## Records for the exercise:
####

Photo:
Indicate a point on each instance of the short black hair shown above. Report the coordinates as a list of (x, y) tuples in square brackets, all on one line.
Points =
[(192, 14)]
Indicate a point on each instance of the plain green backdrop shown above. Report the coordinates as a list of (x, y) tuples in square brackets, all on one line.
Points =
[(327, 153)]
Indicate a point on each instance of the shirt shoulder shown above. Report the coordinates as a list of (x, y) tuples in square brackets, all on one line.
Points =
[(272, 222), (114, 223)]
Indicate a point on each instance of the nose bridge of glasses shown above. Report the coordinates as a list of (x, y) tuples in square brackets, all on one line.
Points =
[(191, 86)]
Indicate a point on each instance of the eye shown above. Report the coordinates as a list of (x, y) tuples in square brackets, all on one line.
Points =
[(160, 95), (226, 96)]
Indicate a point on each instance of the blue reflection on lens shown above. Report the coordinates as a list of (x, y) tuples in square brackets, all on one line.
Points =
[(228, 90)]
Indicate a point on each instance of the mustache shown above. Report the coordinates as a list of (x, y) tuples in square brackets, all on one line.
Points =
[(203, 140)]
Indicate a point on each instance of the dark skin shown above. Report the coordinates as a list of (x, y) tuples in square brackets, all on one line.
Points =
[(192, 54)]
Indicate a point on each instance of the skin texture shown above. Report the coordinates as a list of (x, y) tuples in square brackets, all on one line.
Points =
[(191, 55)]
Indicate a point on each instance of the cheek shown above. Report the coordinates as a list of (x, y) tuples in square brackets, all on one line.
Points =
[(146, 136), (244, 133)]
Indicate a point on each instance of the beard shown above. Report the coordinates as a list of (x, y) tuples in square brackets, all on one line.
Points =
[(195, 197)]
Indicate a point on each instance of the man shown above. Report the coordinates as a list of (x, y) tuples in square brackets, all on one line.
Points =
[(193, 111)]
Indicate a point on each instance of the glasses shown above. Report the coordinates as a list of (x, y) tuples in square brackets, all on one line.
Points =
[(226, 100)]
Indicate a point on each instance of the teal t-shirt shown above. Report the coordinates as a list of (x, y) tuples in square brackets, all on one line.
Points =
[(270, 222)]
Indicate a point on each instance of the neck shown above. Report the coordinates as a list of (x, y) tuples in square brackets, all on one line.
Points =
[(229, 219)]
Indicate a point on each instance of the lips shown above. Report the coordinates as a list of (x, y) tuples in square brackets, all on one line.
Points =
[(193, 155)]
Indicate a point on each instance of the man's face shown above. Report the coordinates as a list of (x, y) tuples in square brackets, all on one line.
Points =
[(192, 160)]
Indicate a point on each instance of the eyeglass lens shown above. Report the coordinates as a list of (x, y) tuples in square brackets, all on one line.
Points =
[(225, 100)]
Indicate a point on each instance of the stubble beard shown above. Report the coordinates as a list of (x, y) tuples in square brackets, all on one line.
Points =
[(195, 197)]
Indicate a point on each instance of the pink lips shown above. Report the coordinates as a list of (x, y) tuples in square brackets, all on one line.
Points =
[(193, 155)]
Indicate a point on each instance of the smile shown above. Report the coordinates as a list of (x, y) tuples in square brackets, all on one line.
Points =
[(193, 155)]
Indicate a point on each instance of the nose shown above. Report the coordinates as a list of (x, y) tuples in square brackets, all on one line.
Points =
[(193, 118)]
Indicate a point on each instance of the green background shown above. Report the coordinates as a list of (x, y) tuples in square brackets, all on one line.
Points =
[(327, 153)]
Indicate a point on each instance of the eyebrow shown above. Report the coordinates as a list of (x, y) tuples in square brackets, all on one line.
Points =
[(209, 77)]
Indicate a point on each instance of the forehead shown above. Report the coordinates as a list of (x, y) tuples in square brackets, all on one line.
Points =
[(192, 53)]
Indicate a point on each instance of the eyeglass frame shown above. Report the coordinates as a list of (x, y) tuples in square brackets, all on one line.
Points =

####

## Problem description:
Reproduce all of the material above word for word, keeping every line in its original order.

## Exercise answer:
Photo:
Indicate a point on each instance of the short black hair shown above. Report the coordinates as a list of (x, y) tuples in square brackets, all on one line.
Points =
[(192, 14)]
Indicate a point on each instance of the plain green backdrop shown above. Report the coordinates as a list of (x, y) tuples in square brackets, all on one line.
Points =
[(327, 153)]
Indicate a point on each instance of the shirt shoulder shown above. Report the coordinates as a list of (x, y) tuples in square brackets, all on one line.
Points =
[(272, 222), (114, 223)]
Indicate a point on each instance of the nose bridge of glasses shown above. Report the coordinates as a list of (x, y) tuples in square brackets, all on one line.
Points =
[(191, 86)]
Indicate a point on each instance of the eye shown above. Report the coordinates as a list of (x, y) tuples in square brackets, all on one line.
Points =
[(160, 95), (226, 96)]
Indicate a point on each instance of the blue reflection on lens shown above. Report the coordinates as a list of (x, y) tuples in square brackets, all on one line.
Points =
[(228, 90)]
Indicate a point on each instance of the mustache shown above. Report the coordinates as a list of (x, y) tuples in square brackets, all on one line.
Points =
[(203, 140)]
Indicate a point on each instance of the dark skin shown above. Report the coordinates as a list of (x, y) tuples in square brackets, all on one line.
Points =
[(192, 54)]
Indicate a point on each instance of the skin texture shown above. Report the coordinates as a list of (x, y) tuples in square brackets, all on one line.
Points =
[(191, 55)]
Indicate a point on each instance of the cheek shown above. Report the coordinates as a list of (x, y) tuples in square brackets, all on one line.
Points =
[(146, 136), (244, 133)]
Indicate a point on each instance of the beard shown above. Report the coordinates as a list of (x, y) tuples in square brackets, all on one line.
Points =
[(195, 197)]
Indicate a point on each instance of the man shown above. Report the coordinates as a list of (x, y) tuples in square brackets, all on one line.
Points =
[(193, 111)]
Indicate a point on each instance of the glasses shown above. Report the coordinates as a list of (x, y) tuples in square brackets, all on one line.
Points =
[(226, 100)]
Indicate a point on each instance of the teal t-shirt shown above. Report the coordinates as a list of (x, y) tuples in square brackets, all on one line.
Points =
[(270, 222)]
Indicate a point on each instance of the neck shown above. Report the coordinates as a list of (x, y) tuples in square brackets, all on one line.
Points =
[(229, 219)]
Indicate a point on each instance of the lips shown above. Report the coordinates as a list of (x, y) tuples in square brackets, all on one line.
Points =
[(193, 155)]
Indicate a point on each instance of the man's face shown above. Report the coordinates as a list of (x, y) tuples in square brackets, all on one line.
Points =
[(192, 160)]
Indicate a point on each instance of the eyeglass lens shown above. Report the coordinates as a list of (x, y) tuples in square brackets, all on one line.
Points =
[(225, 100)]
Indicate a point on each instance of the stubble beard shown above. Report the coordinates as a list of (x, y) tuples in square brackets, all on one line.
Points =
[(195, 197)]
Indicate a point on each instance of the pink lips shown above. Report the coordinates as a list of (x, y) tuples in square brackets, all on one line.
Points =
[(193, 155)]
Indicate a point on each instance of the smile shown above. Report the coordinates as a list of (x, y) tuples in square brackets, all on one line.
Points =
[(193, 155)]
Indicate a point on each instance of the nose shown above. Report the coordinates as a list of (x, y) tuples in square brackets, all on one line.
Points =
[(193, 118)]
Indicate a point on each instance of the green background shown above. Report the coordinates as a list of (x, y) tuples in square brackets, all on one line.
Points =
[(327, 153)]
Indicate a point on each instance of the eyebrow shown above. Report the coordinates as a list of (x, y) tuples in square brackets, all on one line.
Points =
[(209, 77)]
Indicate a point on each instance of the forehead shown above. Report the coordinates as a list of (x, y) tuples in square brackets, all on one line.
Points =
[(192, 53)]
Indicate a point on each instance of the eyeglass frame shown above. Report the coordinates as a list of (x, y) tuples in square brackets, all on one line.
Points =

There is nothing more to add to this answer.